### The records
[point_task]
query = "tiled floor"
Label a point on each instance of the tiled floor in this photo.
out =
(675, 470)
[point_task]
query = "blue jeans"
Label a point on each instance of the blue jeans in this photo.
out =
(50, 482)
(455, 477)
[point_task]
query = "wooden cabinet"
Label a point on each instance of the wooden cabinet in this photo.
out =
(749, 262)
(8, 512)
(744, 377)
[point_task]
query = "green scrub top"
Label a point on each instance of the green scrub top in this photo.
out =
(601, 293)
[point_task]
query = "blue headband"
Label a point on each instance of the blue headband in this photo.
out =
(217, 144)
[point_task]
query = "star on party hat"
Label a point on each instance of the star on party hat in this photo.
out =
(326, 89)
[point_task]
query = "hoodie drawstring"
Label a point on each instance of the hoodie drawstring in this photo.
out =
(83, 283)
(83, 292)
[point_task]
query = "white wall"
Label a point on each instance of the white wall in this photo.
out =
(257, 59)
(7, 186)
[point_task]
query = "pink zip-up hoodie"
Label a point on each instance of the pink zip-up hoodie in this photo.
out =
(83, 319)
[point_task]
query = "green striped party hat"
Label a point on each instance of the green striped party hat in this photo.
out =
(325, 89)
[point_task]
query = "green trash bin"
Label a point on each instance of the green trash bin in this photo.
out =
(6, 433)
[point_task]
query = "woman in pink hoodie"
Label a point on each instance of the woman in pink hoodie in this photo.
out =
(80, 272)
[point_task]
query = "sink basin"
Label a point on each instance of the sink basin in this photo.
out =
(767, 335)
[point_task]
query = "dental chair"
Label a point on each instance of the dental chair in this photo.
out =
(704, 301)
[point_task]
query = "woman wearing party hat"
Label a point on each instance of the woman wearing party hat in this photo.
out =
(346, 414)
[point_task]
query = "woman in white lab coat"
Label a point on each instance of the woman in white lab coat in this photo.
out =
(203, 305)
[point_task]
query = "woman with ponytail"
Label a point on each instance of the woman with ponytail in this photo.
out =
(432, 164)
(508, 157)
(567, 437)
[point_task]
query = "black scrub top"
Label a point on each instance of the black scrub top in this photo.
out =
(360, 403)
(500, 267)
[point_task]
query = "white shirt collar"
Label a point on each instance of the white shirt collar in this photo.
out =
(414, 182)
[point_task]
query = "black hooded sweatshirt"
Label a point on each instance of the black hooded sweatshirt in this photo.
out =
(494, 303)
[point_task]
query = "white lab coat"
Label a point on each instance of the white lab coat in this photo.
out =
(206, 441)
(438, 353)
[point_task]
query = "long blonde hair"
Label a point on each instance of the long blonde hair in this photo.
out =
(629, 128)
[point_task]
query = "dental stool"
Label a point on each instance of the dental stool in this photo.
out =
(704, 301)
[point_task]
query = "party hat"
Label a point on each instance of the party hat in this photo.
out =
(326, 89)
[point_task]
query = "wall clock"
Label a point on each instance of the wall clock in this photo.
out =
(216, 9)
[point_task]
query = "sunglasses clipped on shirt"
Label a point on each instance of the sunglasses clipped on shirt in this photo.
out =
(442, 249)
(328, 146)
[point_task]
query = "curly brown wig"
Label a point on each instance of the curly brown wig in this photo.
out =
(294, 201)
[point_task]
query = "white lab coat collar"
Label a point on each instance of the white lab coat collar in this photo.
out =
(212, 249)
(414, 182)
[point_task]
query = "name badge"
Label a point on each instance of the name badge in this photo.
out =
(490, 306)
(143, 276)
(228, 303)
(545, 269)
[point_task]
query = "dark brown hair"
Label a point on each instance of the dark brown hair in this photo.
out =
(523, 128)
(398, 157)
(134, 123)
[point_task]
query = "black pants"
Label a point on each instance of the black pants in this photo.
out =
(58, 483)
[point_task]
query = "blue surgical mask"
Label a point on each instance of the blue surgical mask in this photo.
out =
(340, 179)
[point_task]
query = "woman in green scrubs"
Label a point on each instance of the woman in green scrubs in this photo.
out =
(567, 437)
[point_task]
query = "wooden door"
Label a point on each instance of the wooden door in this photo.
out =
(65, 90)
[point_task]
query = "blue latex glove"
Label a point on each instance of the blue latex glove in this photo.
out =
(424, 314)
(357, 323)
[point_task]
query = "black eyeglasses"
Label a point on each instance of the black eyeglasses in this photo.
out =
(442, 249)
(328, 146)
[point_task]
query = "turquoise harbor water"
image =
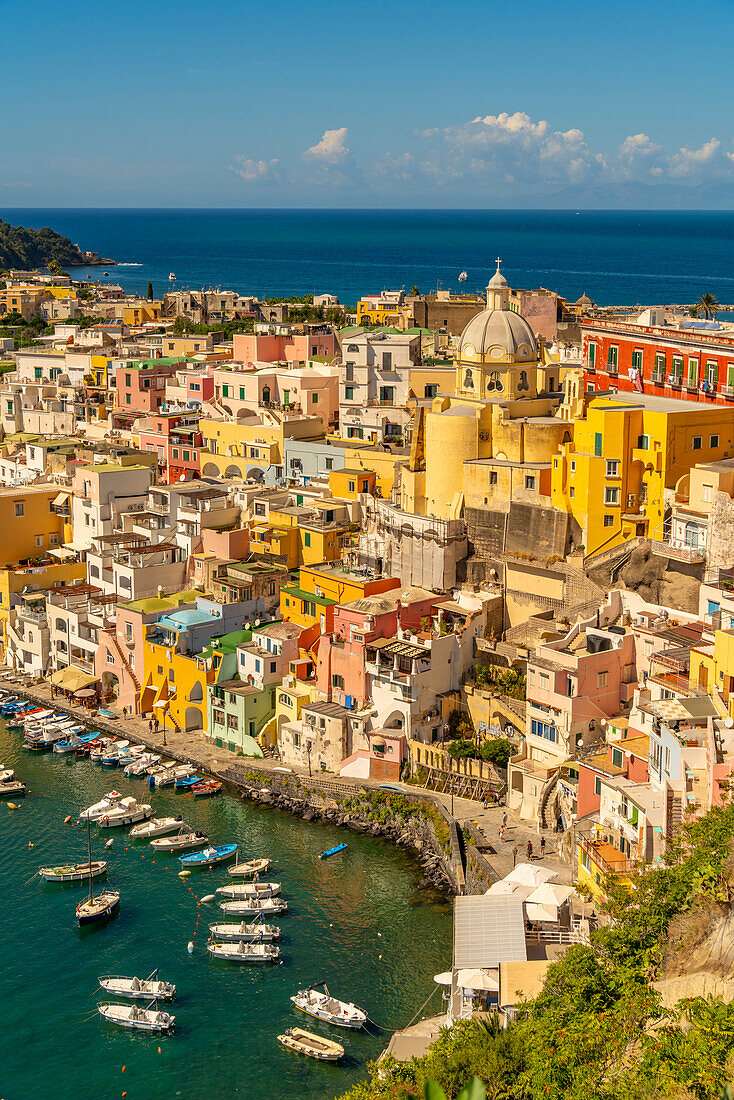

### Task item
Within the data above, filter for lines containing the word "tiled" and copy each one.

### Solved problem
query = "tiled floor"
Label a point on each instance of the tiled floor in this photo.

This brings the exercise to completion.